### Task
Write out the stretch of lines below that begins at the line with "positive clicks: (131, 195)" and ends at the line with "negative clicks: (484, 67) (475, 60)", including both, exactly as given and nothing more.

[Recorded data]
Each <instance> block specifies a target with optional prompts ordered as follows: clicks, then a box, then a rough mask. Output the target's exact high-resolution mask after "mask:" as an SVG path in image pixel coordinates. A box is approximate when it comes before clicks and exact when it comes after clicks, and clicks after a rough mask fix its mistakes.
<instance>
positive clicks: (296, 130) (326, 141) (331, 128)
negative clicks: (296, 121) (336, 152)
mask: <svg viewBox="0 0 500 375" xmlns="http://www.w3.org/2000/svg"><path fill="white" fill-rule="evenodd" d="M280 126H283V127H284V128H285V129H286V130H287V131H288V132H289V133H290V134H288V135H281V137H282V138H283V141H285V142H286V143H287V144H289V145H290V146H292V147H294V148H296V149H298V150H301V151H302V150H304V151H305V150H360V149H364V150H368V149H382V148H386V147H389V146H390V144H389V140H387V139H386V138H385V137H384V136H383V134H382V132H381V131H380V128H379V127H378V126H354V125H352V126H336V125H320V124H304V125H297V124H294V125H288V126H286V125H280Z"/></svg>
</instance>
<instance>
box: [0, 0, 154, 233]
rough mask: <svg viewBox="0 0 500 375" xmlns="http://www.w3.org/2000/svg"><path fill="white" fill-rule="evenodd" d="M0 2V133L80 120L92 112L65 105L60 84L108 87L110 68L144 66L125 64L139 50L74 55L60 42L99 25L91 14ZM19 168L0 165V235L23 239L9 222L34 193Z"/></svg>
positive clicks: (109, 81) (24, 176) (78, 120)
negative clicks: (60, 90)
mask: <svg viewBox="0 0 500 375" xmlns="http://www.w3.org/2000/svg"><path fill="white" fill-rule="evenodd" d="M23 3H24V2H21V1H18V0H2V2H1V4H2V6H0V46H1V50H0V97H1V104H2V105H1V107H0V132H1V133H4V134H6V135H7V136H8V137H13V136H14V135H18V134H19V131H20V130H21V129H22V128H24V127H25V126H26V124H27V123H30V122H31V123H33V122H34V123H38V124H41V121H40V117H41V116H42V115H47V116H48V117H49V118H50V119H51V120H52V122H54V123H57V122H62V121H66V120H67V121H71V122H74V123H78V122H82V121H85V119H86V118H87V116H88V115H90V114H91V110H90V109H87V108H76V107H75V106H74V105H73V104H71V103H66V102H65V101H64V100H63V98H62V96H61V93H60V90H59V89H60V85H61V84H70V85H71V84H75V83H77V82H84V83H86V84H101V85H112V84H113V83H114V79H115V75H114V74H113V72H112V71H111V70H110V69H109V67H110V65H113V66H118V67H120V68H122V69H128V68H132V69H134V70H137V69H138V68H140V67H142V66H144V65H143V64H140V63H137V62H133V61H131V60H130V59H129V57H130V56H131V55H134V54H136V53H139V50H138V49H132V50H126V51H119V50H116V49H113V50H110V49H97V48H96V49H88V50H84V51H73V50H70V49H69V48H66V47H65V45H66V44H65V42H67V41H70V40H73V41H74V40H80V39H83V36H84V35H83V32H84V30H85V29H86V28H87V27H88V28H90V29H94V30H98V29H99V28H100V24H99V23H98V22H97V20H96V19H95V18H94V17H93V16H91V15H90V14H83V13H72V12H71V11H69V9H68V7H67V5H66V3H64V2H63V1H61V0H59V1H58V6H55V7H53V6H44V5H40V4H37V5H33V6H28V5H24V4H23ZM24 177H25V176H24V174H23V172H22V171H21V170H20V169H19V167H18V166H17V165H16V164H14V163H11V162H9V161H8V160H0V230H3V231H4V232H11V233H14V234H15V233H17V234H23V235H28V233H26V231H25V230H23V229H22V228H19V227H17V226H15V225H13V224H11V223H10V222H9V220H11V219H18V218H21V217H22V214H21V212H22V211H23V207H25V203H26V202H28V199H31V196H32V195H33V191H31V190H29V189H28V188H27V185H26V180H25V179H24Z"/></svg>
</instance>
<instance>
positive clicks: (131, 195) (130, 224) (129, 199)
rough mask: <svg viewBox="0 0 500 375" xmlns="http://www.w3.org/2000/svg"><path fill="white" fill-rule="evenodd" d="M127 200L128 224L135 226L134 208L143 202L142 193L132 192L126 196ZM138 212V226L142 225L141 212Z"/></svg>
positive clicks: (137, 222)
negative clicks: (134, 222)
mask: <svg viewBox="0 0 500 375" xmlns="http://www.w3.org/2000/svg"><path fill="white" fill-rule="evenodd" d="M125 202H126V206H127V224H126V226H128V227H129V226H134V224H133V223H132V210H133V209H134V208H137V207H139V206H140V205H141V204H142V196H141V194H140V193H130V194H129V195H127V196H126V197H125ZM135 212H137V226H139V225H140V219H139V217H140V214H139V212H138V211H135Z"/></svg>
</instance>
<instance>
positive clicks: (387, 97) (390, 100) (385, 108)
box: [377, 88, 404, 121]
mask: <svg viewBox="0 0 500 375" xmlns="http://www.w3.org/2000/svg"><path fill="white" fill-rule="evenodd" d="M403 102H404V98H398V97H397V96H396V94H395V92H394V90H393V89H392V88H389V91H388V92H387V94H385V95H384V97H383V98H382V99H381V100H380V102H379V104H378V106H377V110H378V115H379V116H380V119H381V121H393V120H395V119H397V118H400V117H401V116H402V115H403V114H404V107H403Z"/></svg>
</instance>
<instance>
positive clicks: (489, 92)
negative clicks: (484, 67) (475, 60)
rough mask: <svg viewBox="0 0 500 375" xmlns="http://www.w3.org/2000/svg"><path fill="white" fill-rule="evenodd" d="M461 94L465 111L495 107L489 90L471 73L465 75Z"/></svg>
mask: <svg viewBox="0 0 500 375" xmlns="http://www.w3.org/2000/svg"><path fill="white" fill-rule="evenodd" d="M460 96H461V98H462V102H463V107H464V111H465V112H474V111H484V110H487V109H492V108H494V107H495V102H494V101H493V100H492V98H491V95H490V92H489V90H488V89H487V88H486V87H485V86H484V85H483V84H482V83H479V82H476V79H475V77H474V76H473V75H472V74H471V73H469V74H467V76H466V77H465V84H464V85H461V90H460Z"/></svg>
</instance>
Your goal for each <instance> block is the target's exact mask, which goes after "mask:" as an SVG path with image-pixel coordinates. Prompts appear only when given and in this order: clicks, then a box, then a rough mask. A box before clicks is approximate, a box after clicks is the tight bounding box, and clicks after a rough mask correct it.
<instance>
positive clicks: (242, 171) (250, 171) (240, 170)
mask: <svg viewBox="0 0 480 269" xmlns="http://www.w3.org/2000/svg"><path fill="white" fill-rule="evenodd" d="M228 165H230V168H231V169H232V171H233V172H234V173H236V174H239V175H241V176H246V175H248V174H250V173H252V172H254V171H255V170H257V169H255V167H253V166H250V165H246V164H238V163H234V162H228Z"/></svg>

### Expected output
positive clicks: (131, 195) (130, 224) (129, 199)
rough mask: <svg viewBox="0 0 500 375" xmlns="http://www.w3.org/2000/svg"><path fill="white" fill-rule="evenodd" d="M127 200L128 224L135 226L134 208L143 202L142 193L132 192L126 196ZM138 212V226L142 225L141 212Z"/></svg>
positive clicks: (137, 222)
negative clicks: (134, 222)
mask: <svg viewBox="0 0 500 375" xmlns="http://www.w3.org/2000/svg"><path fill="white" fill-rule="evenodd" d="M125 202H126V206H127V224H126V226H128V227H129V226H134V224H133V223H132V210H133V209H134V208H137V207H139V206H140V205H141V204H142V196H141V194H140V193H130V194H129V195H127V196H126V197H125ZM135 212H137V226H139V225H140V219H139V217H140V214H139V212H138V211H135Z"/></svg>
</instance>
<instance>
positive clicks: (387, 97) (390, 100) (385, 108)
box: [377, 88, 404, 121]
mask: <svg viewBox="0 0 500 375" xmlns="http://www.w3.org/2000/svg"><path fill="white" fill-rule="evenodd" d="M403 102H404V98H398V97H397V96H396V94H395V92H394V90H393V89H392V88H389V91H388V92H387V94H385V95H384V97H383V98H382V99H381V100H380V102H379V104H378V106H377V110H378V115H379V116H380V119H381V121H393V120H395V119H397V118H400V117H401V116H402V115H403V114H404V107H403Z"/></svg>
</instance>
<instance>
positive clicks: (489, 92)
negative clicks: (484, 67) (475, 60)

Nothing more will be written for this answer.